§ **Objective**
Exactly repeat all the records below, omitting the images they hold.

Extracted records
============
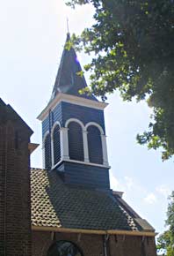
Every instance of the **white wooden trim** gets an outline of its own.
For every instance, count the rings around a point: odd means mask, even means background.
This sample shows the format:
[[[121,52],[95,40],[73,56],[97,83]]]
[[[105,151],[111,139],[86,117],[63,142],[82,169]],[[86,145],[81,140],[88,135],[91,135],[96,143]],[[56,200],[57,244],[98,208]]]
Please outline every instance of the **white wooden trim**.
[[[88,132],[86,131],[83,131],[83,153],[84,153],[84,162],[89,162],[89,149],[88,149]]]
[[[101,134],[101,141],[102,141],[102,151],[103,151],[103,163],[104,165],[108,165],[108,155],[107,155],[107,144],[106,144],[106,136]]]
[[[61,129],[61,124],[59,121],[56,121],[52,129],[51,129],[51,160],[52,160],[52,168],[54,165],[54,130],[56,126],[59,126],[59,129]],[[60,134],[60,143],[61,143],[61,134]]]
[[[61,127],[60,129],[60,138],[61,138],[61,159],[69,159],[69,137],[68,137],[68,128]]]
[[[56,121],[56,122],[54,124],[54,125],[53,125],[53,127],[52,127],[52,129],[51,129],[51,135],[52,135],[52,136],[53,136],[53,133],[54,133],[54,128],[55,128],[57,125],[58,125],[59,128],[61,129],[61,124],[60,124],[59,121]]]
[[[71,122],[76,122],[78,124],[81,125],[82,129],[84,130],[84,124],[83,124],[82,121],[80,121],[79,119],[77,118],[69,118],[66,121],[65,123],[65,127],[67,128],[69,126],[69,124],[70,124]]]
[[[43,169],[46,168],[46,159],[45,159],[45,141],[47,136],[49,134],[49,131],[47,131],[46,133],[44,134],[44,137],[42,139],[42,166]]]
[[[89,126],[96,126],[96,127],[98,128],[98,130],[100,131],[100,133],[101,133],[102,135],[105,134],[105,133],[104,133],[104,130],[103,130],[103,128],[102,128],[98,124],[97,124],[97,123],[95,123],[95,122],[90,122],[90,123],[88,123],[88,124],[85,125],[85,130],[86,130],[86,131],[87,131],[87,129],[88,129]]]
[[[96,166],[96,167],[107,168],[107,169],[111,168],[111,166],[109,166],[109,165],[104,165],[104,164],[93,163],[93,162],[83,162],[83,161],[77,161],[77,160],[65,158],[65,159],[62,159],[52,169],[54,169],[56,166],[60,165],[62,162],[80,163],[80,164],[84,164],[84,165],[89,165],[89,166]]]
[[[59,93],[55,98],[47,104],[47,106],[38,116],[37,118],[40,121],[43,121],[47,117],[49,111],[52,111],[57,106],[57,104],[62,102],[100,110],[103,110],[108,105],[108,103],[103,102],[97,102],[83,97]]]

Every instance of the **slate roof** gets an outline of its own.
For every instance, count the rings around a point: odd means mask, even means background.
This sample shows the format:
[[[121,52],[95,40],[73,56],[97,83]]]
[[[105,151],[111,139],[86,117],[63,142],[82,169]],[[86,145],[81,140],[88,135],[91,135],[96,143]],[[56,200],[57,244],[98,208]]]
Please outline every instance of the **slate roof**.
[[[96,230],[142,230],[111,192],[65,184],[56,170],[31,169],[32,224]],[[137,216],[136,216],[137,217]]]
[[[75,49],[72,47],[70,49],[67,49],[66,48],[66,44],[69,40],[70,35],[68,34],[51,100],[53,100],[57,94],[63,93],[98,101],[93,95],[79,94],[79,90],[85,88],[87,84],[84,76],[81,77],[77,74],[82,72],[82,68]]]

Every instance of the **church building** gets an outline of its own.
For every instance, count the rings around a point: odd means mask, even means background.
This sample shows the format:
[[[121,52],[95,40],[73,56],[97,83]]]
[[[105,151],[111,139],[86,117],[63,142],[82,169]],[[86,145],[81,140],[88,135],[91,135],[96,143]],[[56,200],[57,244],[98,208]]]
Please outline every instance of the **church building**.
[[[2,256],[156,255],[154,228],[110,188],[107,103],[83,92],[81,72],[65,44],[50,101],[38,117],[43,169],[30,168],[33,131],[0,101]]]

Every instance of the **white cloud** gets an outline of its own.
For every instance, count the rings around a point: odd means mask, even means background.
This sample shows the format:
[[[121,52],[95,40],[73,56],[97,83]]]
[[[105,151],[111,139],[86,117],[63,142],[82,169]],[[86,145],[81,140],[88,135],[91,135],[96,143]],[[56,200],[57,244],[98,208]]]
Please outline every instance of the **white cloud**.
[[[145,197],[144,200],[146,203],[152,205],[156,202],[156,197],[153,192],[150,192]]]
[[[127,176],[125,177],[125,181],[126,181],[126,186],[127,187],[128,190],[130,190],[134,185],[133,178]]]
[[[123,185],[120,184],[120,182],[113,176],[112,172],[110,171],[110,184],[111,184],[111,189],[113,191],[124,191]]]
[[[170,187],[166,184],[161,184],[159,186],[157,186],[156,188],[156,191],[162,194],[163,196],[164,196],[165,198],[167,198],[170,192],[171,192],[171,190],[170,189]]]

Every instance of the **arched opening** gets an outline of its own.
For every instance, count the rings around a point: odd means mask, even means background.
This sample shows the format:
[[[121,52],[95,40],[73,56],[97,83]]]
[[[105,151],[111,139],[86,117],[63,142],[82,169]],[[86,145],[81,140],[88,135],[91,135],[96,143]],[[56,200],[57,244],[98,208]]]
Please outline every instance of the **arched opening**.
============
§ **Output for this task**
Every instance of the **white wooden trim** gets an outline of its own.
For every instance, count the rings around a point: odd means mask, even means background.
This sample shows the format:
[[[121,52],[95,40],[73,56],[97,83]]]
[[[105,151],[111,139],[86,117],[63,142],[82,169]],[[86,145],[81,140],[88,135],[91,135],[96,143]],[[56,200],[57,244],[98,208]]]
Please outline every instance of the **white wooden trim**.
[[[88,132],[86,131],[83,131],[83,153],[84,153],[84,162],[89,162],[89,149],[88,149]]]
[[[101,134],[101,141],[102,141],[102,151],[103,151],[103,163],[104,165],[108,165],[108,155],[107,155],[107,144],[106,144],[106,136]]]
[[[61,129],[61,124],[59,121],[56,121],[52,129],[51,129],[51,160],[52,160],[52,168],[54,165],[54,130],[56,126],[59,126],[59,129]],[[60,134],[60,143],[61,143],[61,134]]]
[[[61,127],[60,129],[60,138],[61,138],[61,159],[69,159],[69,137],[68,137],[68,128]]]
[[[56,121],[56,122],[54,124],[54,125],[53,125],[53,127],[52,127],[52,129],[51,129],[51,135],[52,135],[52,136],[53,136],[53,133],[54,133],[54,128],[55,128],[57,125],[58,125],[59,128],[61,129],[61,124],[60,124],[59,121]]]
[[[71,122],[76,122],[78,124],[81,125],[82,129],[84,130],[84,124],[83,124],[82,121],[80,121],[79,119],[77,118],[69,118],[66,121],[65,123],[65,127],[67,128],[69,126],[69,124],[70,124]]]
[[[43,169],[46,168],[46,159],[45,159],[45,141],[47,136],[49,134],[49,131],[47,131],[46,133],[44,134],[44,137],[42,139],[42,166]]]
[[[89,126],[96,126],[96,127],[98,128],[98,130],[100,131],[100,133],[101,133],[102,135],[105,134],[105,133],[104,133],[104,130],[103,130],[103,128],[102,128],[98,124],[97,124],[97,123],[95,123],[95,122],[90,122],[90,123],[88,123],[88,124],[85,125],[85,130],[86,130],[86,131],[87,131],[87,129],[88,129]]]
[[[96,166],[96,167],[107,168],[107,169],[111,168],[111,166],[109,166],[109,165],[104,165],[104,164],[93,163],[93,162],[83,162],[83,161],[77,161],[77,160],[65,158],[65,159],[62,159],[52,169],[54,169],[56,166],[60,165],[62,162],[80,163],[80,164],[84,164],[84,165],[89,165],[89,166]]]
[[[59,93],[55,98],[47,104],[47,106],[38,116],[37,118],[40,121],[43,121],[47,117],[49,111],[52,111],[57,106],[57,104],[62,102],[100,110],[103,110],[108,105],[108,103],[103,102],[97,102],[83,97]]]

Every instance of the **slate roof** gets an outline of its own.
For every instance, count the rings around a point: odd means mask, even means background.
This sample shows the format:
[[[121,52],[95,40],[73,56],[97,83]]]
[[[105,151],[111,139],[86,117],[63,142],[82,169]],[[86,145],[81,140],[88,135],[91,135],[96,143]],[[56,200],[57,244],[98,208]]]
Please outline every instance of the **slate roof**.
[[[96,230],[142,230],[111,192],[65,184],[56,170],[31,169],[32,224]],[[137,216],[136,216],[137,217]]]
[[[75,49],[72,47],[70,49],[67,49],[66,48],[66,44],[69,40],[70,35],[68,34],[51,100],[53,100],[57,94],[63,93],[98,101],[93,95],[79,94],[79,90],[85,88],[87,84],[84,76],[81,77],[77,74],[82,72],[82,68]]]

Every instance of the **church building** gets an outline of its own.
For every instance, count the rings around a point: odd means mask, even means background.
This sample shows the format:
[[[121,52],[95,40],[73,56],[97,83]]]
[[[105,151],[111,139],[86,117],[63,142],[82,169]],[[86,145],[81,140],[88,135],[91,135],[96,143]],[[56,200],[57,244],[98,208]]]
Please outline every instance of the **church building**.
[[[2,256],[156,255],[154,228],[110,188],[107,103],[83,92],[81,72],[65,44],[50,101],[38,117],[43,169],[30,168],[33,131],[0,101]]]

Every instance of the **white cloud** gets an outline of its own.
For every instance, count the rings around a point: odd means mask, even means background.
This sample shows the format:
[[[121,52],[95,40],[73,56],[97,83]]]
[[[105,151],[111,139],[86,117],[63,142],[82,169]],[[86,145],[81,140],[88,135],[91,135],[96,143]],[[56,200],[57,244],[98,208]]]
Please outline every instance of the **white cloud**.
[[[145,197],[144,200],[146,203],[152,205],[156,202],[156,197],[153,192],[150,192]]]
[[[127,176],[125,177],[125,181],[126,181],[126,186],[127,187],[128,190],[130,190],[134,185],[133,178]]]
[[[123,185],[120,184],[120,182],[113,176],[112,172],[110,171],[110,184],[111,184],[111,189],[113,191],[124,191]]]
[[[170,187],[166,184],[161,184],[159,186],[157,186],[156,188],[156,191],[162,194],[163,196],[164,196],[165,198],[167,198],[170,192],[171,192],[171,190],[170,189]]]

Every instance of the **arched opening** gets an outline of its own.
For every instance, count the rings around a point: odd means mask, even means background.
This sample shows the format:
[[[121,52],[95,40],[73,56],[97,83]]]
[[[105,151],[111,139],[86,117],[63,142],[82,169]],[[86,145],[81,140],[88,135],[91,135],[96,143]],[[56,200],[57,244],[98,208]]]
Please outline every instance of the **arched opening**.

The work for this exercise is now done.